— TASKS TO CARRY OUT —
A. Condense the paragraph of the court opinion that begins "Stevens contends that the trial court committed reversible error" into a short list, keeping its main facts.
B. Write out the court opinion word for word from "PRESENT: Hassell, C.J., Lacy, Keenan, Koontz, Kinser" up to and including "B. STEPHENSON, JR.".

[DOCUMENT SEGMENT]

PRESENT: Hassell, C.J., Lacy, Keenan, Koontz, Kinser and Lemons,
JJ., and Stephenson, S.J.
DAVID ALAN STEVENS
OPINION BY
v. Record No. 051890 SENIOR JUSTICE ROSCOE B. STEPHENSON, JR.
September 15, 2006
COMMONWEALTH OF VIRGINIA
FROM THE COURT OF APPEALS OF VIRGINIA
I
Upon a jury verdict in the Circuit Court of Loudoun County,
David Alan Stevens was convicted of aggravated involuntary
manslaughter, in violation of Code § 18.2-36.1. Stevens was
sentenced to 15 years in prison, and his conviction was affirmed
by a panel of the Court of Appeals. Stevens v. Commonwealth, 44
Va.App. 122, 603 S.E.2d 642 (2004). Thereafter, the Court of
Appeals, sitting en banc, also affirmed the conviction. Stevens
v. Commonwealth, 46 Va.App. 234, 616 S.E.2d 754 (2005). We
awarded Stevens this appeal.
II
Stevens contends that the trial court committed reversible
error in allowing into evidence the results of a blood alcohol
content test performed on a blood sample taken from him in
violation of his Fourth, Fifth, and Fourteenth Amendment rights.
Stevens also contends that the trial court erred in denying his
motion to dismiss the charge of aggravated involuntary
manslaughter because he had not been provided the opportunity
for an independent testing of the blood taken from him pursuant
to the implied consent law, Code § 18.2-268.2. Finally, Stevens
claims that the evidence is insufficient, as a matter of law, to
support his conviction.
III
On appeal, we must view the evidence and all reasonable
inferences fairly deducible therefrom in the light most
favorable to the Commonwealth, the prevailing party at trial.

[/DOCUMENT SEGMENT]
[INFORMATION SHOWN]

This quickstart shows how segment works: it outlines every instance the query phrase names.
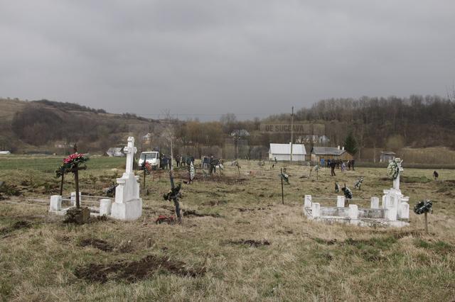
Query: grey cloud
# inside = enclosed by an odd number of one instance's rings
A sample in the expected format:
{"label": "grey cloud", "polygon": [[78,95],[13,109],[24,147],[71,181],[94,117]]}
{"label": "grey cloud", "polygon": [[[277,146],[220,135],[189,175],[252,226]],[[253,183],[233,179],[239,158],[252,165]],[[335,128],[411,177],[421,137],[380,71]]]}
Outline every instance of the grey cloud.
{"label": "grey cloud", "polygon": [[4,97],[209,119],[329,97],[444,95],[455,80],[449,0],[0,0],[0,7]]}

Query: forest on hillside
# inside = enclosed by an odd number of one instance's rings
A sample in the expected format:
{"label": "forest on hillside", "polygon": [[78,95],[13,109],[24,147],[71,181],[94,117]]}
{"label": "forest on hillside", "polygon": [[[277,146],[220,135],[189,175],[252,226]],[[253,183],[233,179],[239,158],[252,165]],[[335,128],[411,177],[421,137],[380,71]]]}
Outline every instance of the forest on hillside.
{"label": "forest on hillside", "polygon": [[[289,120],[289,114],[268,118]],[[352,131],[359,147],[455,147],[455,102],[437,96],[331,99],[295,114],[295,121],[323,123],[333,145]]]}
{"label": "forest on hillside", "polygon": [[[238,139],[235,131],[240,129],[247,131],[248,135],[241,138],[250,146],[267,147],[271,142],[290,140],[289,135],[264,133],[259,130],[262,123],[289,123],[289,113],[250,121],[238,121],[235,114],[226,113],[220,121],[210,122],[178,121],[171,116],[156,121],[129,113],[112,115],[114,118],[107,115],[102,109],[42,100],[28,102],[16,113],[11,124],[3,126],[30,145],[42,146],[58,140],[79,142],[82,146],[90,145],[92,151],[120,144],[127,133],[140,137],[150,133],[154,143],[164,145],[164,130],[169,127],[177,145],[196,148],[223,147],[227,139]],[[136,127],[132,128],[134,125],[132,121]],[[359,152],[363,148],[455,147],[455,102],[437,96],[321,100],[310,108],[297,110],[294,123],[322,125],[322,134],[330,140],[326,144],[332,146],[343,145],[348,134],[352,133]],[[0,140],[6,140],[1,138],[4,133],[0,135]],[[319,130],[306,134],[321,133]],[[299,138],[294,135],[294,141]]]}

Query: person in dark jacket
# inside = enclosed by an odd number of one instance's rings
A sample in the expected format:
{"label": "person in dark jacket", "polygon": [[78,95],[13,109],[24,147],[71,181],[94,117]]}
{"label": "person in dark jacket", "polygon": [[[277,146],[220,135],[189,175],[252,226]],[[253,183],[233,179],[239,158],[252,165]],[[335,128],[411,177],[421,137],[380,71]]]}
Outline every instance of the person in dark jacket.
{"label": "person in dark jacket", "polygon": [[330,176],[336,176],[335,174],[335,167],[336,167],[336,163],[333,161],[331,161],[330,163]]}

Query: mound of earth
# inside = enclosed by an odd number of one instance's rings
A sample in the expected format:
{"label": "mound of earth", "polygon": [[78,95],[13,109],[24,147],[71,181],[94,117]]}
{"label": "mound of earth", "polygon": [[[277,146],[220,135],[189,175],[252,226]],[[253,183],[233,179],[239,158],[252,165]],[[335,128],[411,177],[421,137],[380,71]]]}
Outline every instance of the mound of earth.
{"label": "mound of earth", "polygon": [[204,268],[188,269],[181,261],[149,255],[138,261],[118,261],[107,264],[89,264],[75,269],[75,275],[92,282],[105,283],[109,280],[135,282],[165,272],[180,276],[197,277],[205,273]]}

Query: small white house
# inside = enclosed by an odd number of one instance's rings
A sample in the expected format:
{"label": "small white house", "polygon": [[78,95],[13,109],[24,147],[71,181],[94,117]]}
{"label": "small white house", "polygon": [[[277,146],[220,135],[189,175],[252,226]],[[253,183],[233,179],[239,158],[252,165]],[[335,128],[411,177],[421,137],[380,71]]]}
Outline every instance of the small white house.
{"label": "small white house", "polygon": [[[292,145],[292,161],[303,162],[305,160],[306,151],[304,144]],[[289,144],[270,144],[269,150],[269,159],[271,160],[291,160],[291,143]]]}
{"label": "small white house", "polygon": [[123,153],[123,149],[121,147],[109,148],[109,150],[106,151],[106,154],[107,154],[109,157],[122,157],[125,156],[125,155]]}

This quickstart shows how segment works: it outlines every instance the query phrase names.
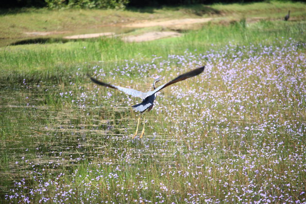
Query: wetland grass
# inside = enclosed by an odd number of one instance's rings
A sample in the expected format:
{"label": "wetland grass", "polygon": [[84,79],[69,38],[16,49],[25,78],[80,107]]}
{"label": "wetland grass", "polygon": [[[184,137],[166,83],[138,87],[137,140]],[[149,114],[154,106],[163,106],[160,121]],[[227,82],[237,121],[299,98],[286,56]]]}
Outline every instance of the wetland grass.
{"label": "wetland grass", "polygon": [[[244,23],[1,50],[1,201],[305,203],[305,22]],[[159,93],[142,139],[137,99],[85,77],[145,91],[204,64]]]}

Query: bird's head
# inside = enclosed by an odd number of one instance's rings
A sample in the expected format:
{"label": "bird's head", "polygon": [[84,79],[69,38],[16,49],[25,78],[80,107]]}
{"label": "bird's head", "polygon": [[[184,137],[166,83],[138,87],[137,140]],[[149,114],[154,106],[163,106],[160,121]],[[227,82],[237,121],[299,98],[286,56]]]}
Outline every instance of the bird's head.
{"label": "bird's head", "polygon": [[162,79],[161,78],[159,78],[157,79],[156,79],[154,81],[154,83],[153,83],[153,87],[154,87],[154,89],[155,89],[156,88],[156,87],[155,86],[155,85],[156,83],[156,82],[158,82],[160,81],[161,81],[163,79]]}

[/INFORMATION SHOWN]

— ANSWERS FOR THIS EXERCISE —
A.
Stevens argues that:
- the trial court wrongly admitted blood alcohol test results from a blood sample taken from him in violation of his Fourth, Fifth, and Fourteenth Amendment rights;
- the trial court wrongly denied his motion to dismiss the aggravated involuntary manslaughter charge, because he was not given the chance to have the blood taken under the implied consent law (Code § 18.2-268.2) independently tested;
- the evidence is legally insufficient to support his conviction.

B.
PRESENT: Hassell, C.J., Lacy, Keenan, Koontz, Kinser and Lemons,
JJ., and Stephenson, S.J.
DAVID ALAN STEVENS
OPINION BY
v. Record No. 051890 SENIOR JUSTICE ROSCOE B. STEPHENSON, JR.